YOUR TASK:
Each record below must be written out again in exactly the same form.
● ● ● ● ● ● ●
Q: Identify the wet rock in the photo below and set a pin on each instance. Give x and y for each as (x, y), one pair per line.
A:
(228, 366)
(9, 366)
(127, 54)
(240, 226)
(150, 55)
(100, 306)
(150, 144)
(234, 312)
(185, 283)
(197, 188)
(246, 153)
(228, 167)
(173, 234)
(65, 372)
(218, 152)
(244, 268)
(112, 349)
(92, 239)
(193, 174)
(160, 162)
● ● ● ● ● ● ●
ANSWER AREA:
Q: Identify the wet rock in the photo below and set a pin on each instance. Give x and y for each as (x, y), one pair per line.
A:
(228, 366)
(9, 366)
(127, 54)
(240, 226)
(150, 55)
(100, 306)
(150, 144)
(234, 312)
(185, 283)
(197, 188)
(246, 153)
(228, 167)
(173, 234)
(65, 372)
(218, 152)
(244, 268)
(112, 349)
(92, 239)
(193, 174)
(160, 162)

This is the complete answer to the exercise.